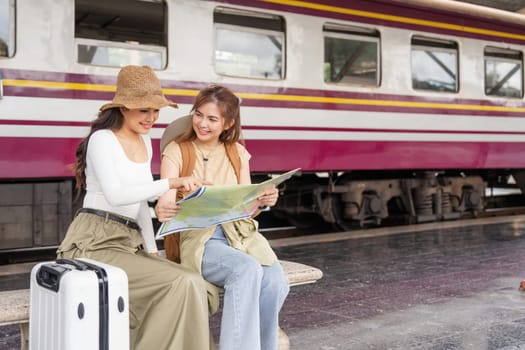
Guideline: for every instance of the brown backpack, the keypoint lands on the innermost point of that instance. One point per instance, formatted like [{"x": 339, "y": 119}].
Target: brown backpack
[{"x": 172, "y": 241}]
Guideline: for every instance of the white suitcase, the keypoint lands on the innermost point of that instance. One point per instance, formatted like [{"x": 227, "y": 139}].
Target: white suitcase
[{"x": 78, "y": 304}]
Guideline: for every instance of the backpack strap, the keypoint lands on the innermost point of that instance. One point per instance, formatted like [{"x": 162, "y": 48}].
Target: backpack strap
[
  {"x": 188, "y": 158},
  {"x": 172, "y": 242},
  {"x": 233, "y": 156}
]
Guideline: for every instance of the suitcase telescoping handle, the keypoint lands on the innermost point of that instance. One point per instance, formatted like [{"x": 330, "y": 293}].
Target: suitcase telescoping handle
[
  {"x": 80, "y": 265},
  {"x": 103, "y": 297}
]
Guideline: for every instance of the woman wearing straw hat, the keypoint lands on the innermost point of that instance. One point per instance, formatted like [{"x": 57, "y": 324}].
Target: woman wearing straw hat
[{"x": 168, "y": 303}]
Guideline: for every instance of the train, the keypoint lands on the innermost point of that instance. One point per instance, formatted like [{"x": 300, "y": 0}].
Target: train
[{"x": 391, "y": 108}]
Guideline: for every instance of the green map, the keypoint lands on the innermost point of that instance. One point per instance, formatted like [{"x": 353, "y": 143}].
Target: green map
[{"x": 213, "y": 205}]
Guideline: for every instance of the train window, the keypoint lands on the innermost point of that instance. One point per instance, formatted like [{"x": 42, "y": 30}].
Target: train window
[
  {"x": 503, "y": 72},
  {"x": 351, "y": 55},
  {"x": 434, "y": 64},
  {"x": 249, "y": 44},
  {"x": 121, "y": 32},
  {"x": 7, "y": 28}
]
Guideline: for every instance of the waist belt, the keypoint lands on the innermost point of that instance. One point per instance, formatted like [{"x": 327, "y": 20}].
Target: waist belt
[{"x": 106, "y": 214}]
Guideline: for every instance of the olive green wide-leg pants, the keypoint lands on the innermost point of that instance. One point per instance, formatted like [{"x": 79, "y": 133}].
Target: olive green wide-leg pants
[{"x": 167, "y": 302}]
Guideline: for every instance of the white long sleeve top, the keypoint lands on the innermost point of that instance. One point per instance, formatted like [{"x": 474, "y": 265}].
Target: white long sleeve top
[{"x": 116, "y": 184}]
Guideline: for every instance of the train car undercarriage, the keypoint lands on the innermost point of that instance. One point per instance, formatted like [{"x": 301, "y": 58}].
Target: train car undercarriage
[{"x": 347, "y": 201}]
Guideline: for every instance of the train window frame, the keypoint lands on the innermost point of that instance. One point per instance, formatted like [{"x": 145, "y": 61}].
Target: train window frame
[
  {"x": 434, "y": 45},
  {"x": 126, "y": 43},
  {"x": 8, "y": 30},
  {"x": 496, "y": 55},
  {"x": 248, "y": 23},
  {"x": 356, "y": 34},
  {"x": 134, "y": 50}
]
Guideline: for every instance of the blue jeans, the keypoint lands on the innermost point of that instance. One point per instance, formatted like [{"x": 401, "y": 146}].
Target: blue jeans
[{"x": 253, "y": 295}]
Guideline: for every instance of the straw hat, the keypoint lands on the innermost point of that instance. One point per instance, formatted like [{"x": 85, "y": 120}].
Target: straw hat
[{"x": 138, "y": 87}]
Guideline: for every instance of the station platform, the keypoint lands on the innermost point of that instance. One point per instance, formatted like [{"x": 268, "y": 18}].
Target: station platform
[{"x": 451, "y": 285}]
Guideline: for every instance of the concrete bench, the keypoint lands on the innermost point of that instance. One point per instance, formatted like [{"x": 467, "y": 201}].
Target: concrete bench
[{"x": 14, "y": 305}]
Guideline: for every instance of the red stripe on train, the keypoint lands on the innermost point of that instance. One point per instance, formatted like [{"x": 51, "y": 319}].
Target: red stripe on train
[{"x": 41, "y": 158}]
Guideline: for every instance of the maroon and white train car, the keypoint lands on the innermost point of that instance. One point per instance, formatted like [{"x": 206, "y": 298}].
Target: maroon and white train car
[{"x": 389, "y": 107}]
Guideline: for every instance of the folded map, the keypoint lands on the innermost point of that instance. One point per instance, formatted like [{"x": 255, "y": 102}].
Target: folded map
[{"x": 214, "y": 205}]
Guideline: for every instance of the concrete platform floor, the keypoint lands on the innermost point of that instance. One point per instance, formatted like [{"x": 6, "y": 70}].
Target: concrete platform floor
[
  {"x": 441, "y": 286},
  {"x": 454, "y": 286}
]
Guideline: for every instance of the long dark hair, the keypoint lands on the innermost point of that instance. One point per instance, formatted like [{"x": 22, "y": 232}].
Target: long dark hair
[
  {"x": 109, "y": 119},
  {"x": 229, "y": 106}
]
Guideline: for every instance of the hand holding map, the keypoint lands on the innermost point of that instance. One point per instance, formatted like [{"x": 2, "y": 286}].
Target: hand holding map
[{"x": 213, "y": 205}]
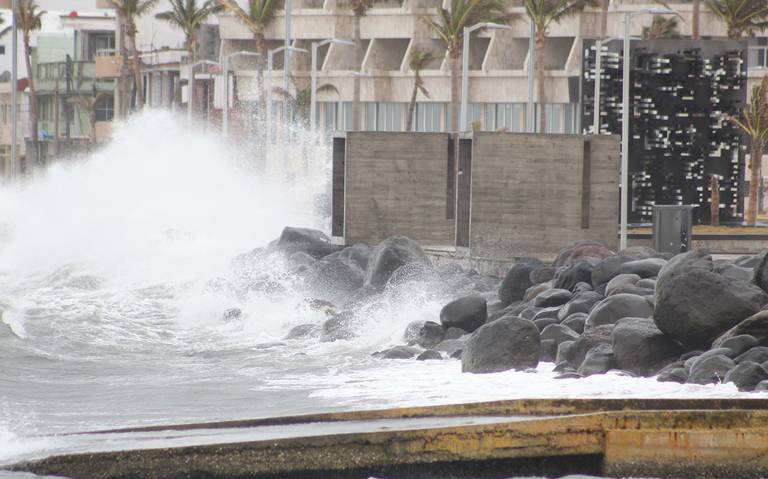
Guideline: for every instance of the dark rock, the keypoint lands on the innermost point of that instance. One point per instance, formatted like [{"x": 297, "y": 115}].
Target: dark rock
[
  {"x": 739, "y": 344},
  {"x": 568, "y": 276},
  {"x": 391, "y": 254},
  {"x": 673, "y": 375},
  {"x": 645, "y": 268},
  {"x": 552, "y": 297},
  {"x": 746, "y": 375},
  {"x": 450, "y": 346},
  {"x": 588, "y": 340},
  {"x": 340, "y": 326},
  {"x": 760, "y": 276},
  {"x": 309, "y": 330},
  {"x": 695, "y": 305},
  {"x": 398, "y": 352},
  {"x": 757, "y": 354},
  {"x": 576, "y": 322},
  {"x": 551, "y": 313},
  {"x": 535, "y": 290},
  {"x": 616, "y": 307},
  {"x": 619, "y": 281},
  {"x": 507, "y": 343},
  {"x": 755, "y": 326},
  {"x": 334, "y": 280},
  {"x": 430, "y": 334},
  {"x": 566, "y": 354},
  {"x": 542, "y": 274},
  {"x": 580, "y": 303},
  {"x": 598, "y": 360},
  {"x": 313, "y": 242},
  {"x": 559, "y": 333},
  {"x": 542, "y": 323},
  {"x": 467, "y": 313},
  {"x": 639, "y": 346},
  {"x": 429, "y": 354},
  {"x": 582, "y": 249},
  {"x": 711, "y": 370},
  {"x": 548, "y": 350},
  {"x": 517, "y": 280},
  {"x": 730, "y": 270},
  {"x": 454, "y": 333}
]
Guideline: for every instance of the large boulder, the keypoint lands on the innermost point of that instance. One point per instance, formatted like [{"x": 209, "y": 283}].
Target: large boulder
[
  {"x": 391, "y": 254},
  {"x": 507, "y": 343},
  {"x": 467, "y": 313},
  {"x": 582, "y": 249},
  {"x": 313, "y": 242},
  {"x": 746, "y": 375},
  {"x": 640, "y": 348},
  {"x": 334, "y": 280},
  {"x": 575, "y": 272},
  {"x": 518, "y": 280},
  {"x": 616, "y": 307},
  {"x": 755, "y": 326},
  {"x": 711, "y": 370},
  {"x": 695, "y": 305}
]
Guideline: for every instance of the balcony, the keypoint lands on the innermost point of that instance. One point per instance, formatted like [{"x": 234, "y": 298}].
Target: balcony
[{"x": 108, "y": 64}]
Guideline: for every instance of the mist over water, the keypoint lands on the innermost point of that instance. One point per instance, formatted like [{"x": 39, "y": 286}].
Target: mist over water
[{"x": 117, "y": 271}]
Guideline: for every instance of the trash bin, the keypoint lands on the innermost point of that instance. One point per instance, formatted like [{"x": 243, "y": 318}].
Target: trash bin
[{"x": 672, "y": 228}]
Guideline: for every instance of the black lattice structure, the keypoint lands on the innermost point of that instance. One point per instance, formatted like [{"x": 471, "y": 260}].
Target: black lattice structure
[{"x": 680, "y": 94}]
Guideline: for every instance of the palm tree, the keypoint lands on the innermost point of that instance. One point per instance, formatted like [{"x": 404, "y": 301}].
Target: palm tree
[
  {"x": 543, "y": 13},
  {"x": 742, "y": 17},
  {"x": 257, "y": 18},
  {"x": 302, "y": 100},
  {"x": 754, "y": 124},
  {"x": 449, "y": 26},
  {"x": 130, "y": 11},
  {"x": 661, "y": 27},
  {"x": 187, "y": 17},
  {"x": 418, "y": 61},
  {"x": 28, "y": 20}
]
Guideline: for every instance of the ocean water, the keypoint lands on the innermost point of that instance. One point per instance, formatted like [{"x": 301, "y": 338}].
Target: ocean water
[{"x": 116, "y": 271}]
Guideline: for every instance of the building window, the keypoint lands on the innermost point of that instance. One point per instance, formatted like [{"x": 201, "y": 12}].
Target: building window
[{"x": 105, "y": 108}]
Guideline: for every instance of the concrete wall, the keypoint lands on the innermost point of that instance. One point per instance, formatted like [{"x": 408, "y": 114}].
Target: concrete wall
[
  {"x": 505, "y": 195},
  {"x": 396, "y": 183},
  {"x": 532, "y": 194}
]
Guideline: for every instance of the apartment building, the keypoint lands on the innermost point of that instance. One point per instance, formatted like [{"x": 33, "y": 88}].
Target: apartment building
[{"x": 498, "y": 62}]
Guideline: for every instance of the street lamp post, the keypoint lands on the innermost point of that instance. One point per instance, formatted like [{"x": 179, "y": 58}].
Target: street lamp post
[
  {"x": 625, "y": 122},
  {"x": 313, "y": 76},
  {"x": 191, "y": 84},
  {"x": 225, "y": 113},
  {"x": 465, "y": 67}
]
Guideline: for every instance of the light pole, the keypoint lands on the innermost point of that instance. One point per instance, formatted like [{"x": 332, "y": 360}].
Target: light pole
[
  {"x": 14, "y": 86},
  {"x": 270, "y": 62},
  {"x": 530, "y": 123},
  {"x": 625, "y": 121},
  {"x": 313, "y": 76},
  {"x": 465, "y": 67},
  {"x": 191, "y": 82},
  {"x": 225, "y": 113}
]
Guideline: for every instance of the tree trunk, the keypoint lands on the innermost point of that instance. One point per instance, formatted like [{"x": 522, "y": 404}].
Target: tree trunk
[
  {"x": 714, "y": 187},
  {"x": 696, "y": 20},
  {"x": 412, "y": 105},
  {"x": 357, "y": 114},
  {"x": 131, "y": 34},
  {"x": 32, "y": 103},
  {"x": 604, "y": 17},
  {"x": 541, "y": 40},
  {"x": 754, "y": 180},
  {"x": 455, "y": 65}
]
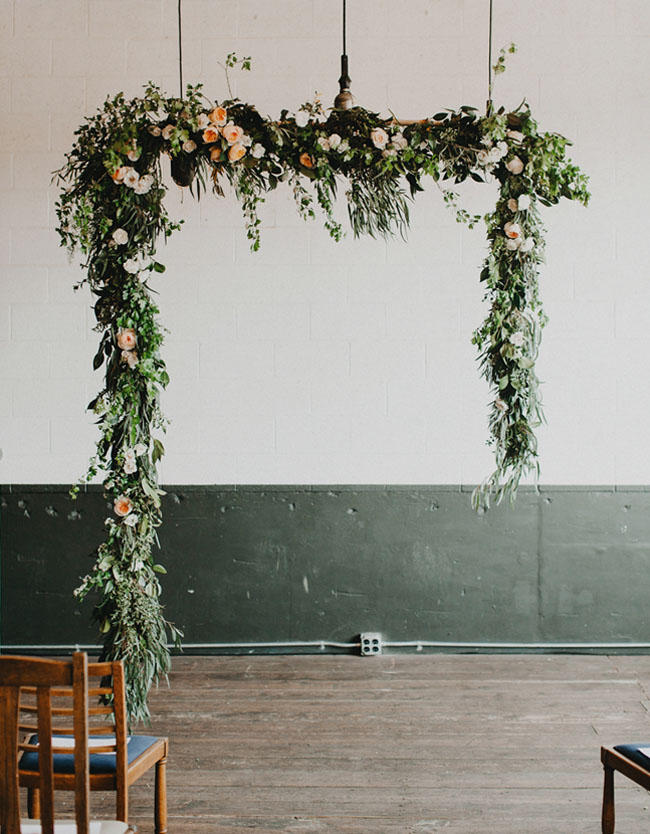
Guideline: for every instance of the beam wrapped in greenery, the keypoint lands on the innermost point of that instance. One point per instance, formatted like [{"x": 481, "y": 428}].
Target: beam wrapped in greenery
[{"x": 111, "y": 208}]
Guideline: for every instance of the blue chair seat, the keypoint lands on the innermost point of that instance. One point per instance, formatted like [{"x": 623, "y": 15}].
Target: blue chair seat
[
  {"x": 631, "y": 751},
  {"x": 99, "y": 762}
]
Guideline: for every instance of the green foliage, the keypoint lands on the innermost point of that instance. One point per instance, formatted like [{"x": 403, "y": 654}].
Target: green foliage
[{"x": 111, "y": 209}]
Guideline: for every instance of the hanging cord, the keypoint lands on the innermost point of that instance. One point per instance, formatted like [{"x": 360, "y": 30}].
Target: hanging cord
[
  {"x": 489, "y": 101},
  {"x": 180, "y": 49}
]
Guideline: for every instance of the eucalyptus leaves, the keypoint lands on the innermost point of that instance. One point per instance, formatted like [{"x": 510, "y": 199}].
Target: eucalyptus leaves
[{"x": 111, "y": 208}]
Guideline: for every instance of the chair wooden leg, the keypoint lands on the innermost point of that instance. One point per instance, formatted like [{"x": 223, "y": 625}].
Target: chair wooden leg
[
  {"x": 160, "y": 810},
  {"x": 608, "y": 802},
  {"x": 122, "y": 803},
  {"x": 33, "y": 803}
]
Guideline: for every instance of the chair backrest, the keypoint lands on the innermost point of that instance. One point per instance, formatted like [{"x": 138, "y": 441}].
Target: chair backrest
[{"x": 46, "y": 680}]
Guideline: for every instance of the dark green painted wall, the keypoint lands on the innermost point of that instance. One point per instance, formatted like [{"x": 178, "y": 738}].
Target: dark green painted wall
[{"x": 253, "y": 564}]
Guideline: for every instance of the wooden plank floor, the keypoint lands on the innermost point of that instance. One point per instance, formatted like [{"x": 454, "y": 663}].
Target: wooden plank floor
[{"x": 506, "y": 744}]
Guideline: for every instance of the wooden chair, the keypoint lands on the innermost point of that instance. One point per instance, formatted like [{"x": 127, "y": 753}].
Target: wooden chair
[
  {"x": 628, "y": 760},
  {"x": 45, "y": 677},
  {"x": 118, "y": 761}
]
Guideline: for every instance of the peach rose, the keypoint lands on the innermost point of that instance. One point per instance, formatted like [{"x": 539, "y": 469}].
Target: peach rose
[
  {"x": 218, "y": 116},
  {"x": 236, "y": 152},
  {"x": 126, "y": 338},
  {"x": 122, "y": 505},
  {"x": 232, "y": 133},
  {"x": 211, "y": 134}
]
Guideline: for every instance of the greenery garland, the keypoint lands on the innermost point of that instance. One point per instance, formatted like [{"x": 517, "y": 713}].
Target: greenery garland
[{"x": 111, "y": 209}]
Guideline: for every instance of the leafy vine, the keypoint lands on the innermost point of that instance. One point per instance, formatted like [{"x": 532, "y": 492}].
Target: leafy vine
[{"x": 111, "y": 209}]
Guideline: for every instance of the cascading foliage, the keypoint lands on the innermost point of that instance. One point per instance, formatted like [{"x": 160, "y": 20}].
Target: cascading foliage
[{"x": 111, "y": 209}]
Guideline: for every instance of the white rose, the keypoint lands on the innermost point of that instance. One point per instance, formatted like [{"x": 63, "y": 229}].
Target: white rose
[
  {"x": 143, "y": 186},
  {"x": 379, "y": 137},
  {"x": 334, "y": 140},
  {"x": 512, "y": 230},
  {"x": 523, "y": 203},
  {"x": 131, "y": 177},
  {"x": 515, "y": 166}
]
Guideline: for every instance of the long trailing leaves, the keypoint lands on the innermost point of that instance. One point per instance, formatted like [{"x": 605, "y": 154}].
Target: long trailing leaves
[{"x": 111, "y": 209}]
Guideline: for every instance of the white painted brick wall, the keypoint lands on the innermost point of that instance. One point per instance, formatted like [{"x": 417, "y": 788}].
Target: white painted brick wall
[{"x": 314, "y": 362}]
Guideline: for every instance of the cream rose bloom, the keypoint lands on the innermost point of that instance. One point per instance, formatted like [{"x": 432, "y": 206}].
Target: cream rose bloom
[
  {"x": 379, "y": 137},
  {"x": 236, "y": 152},
  {"x": 523, "y": 203},
  {"x": 122, "y": 505},
  {"x": 232, "y": 133},
  {"x": 334, "y": 140},
  {"x": 515, "y": 165},
  {"x": 126, "y": 338},
  {"x": 210, "y": 134},
  {"x": 218, "y": 116}
]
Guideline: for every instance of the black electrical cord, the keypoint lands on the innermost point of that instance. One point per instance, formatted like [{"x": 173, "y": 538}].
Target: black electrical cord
[{"x": 180, "y": 49}]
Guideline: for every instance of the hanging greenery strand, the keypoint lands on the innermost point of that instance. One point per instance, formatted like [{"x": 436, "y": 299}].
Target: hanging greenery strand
[{"x": 111, "y": 209}]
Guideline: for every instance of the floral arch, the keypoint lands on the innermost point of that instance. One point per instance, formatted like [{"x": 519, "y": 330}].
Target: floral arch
[{"x": 111, "y": 208}]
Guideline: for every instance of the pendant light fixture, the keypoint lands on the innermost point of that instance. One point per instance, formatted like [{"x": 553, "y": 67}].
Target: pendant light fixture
[{"x": 345, "y": 99}]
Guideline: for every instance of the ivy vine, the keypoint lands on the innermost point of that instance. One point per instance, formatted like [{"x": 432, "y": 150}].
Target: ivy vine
[{"x": 111, "y": 209}]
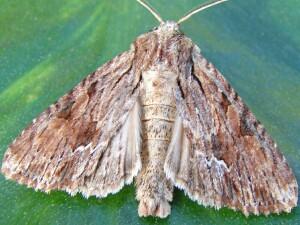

——————

Using the data above, retype exactly the lines from the line with "Target: light pole" to the line with "Guideline: for every instance of the hanging cord, the", inclusive. No pictures and nothing else.

Result:
Target: light pole
[
  {"x": 14, "y": 86},
  {"x": 270, "y": 62},
  {"x": 530, "y": 123},
  {"x": 625, "y": 121},
  {"x": 313, "y": 76},
  {"x": 465, "y": 67},
  {"x": 191, "y": 82},
  {"x": 225, "y": 113}
]
Guideline: for every instance of the tree trunk, the keypoint lands on the innermost point of that instance. One point per instance, formatted like [{"x": 522, "y": 404}].
Target: tree trunk
[
  {"x": 714, "y": 187},
  {"x": 696, "y": 20},
  {"x": 412, "y": 105},
  {"x": 357, "y": 114},
  {"x": 131, "y": 34},
  {"x": 32, "y": 103},
  {"x": 604, "y": 17},
  {"x": 541, "y": 40},
  {"x": 754, "y": 180},
  {"x": 455, "y": 65}
]
Guideline: for every instance of the beam wrapped in greenery, the keypoint lands on the innermost point of that instance. One point per instance, formatted like [{"x": 481, "y": 428}].
Target: beam wrapped in greenery
[{"x": 111, "y": 208}]
Guideline: for every instance of the blue chair seat, the keypoint lands on the innermost point of that instance. One point per instance, formatted like [{"x": 623, "y": 15}].
Target: blue chair seat
[
  {"x": 631, "y": 751},
  {"x": 99, "y": 762}
]
Guideline: for every instance of the green foliage, the keypoint lands on the innermost point of that instance. One point per instance, formatted like [{"x": 403, "y": 654}].
Target: green foliage
[{"x": 111, "y": 209}]
Guideline: for every instance of the hanging cord, the keypoint lands on the innermost point of that instance. One point per instance, formatted like [{"x": 360, "y": 30}].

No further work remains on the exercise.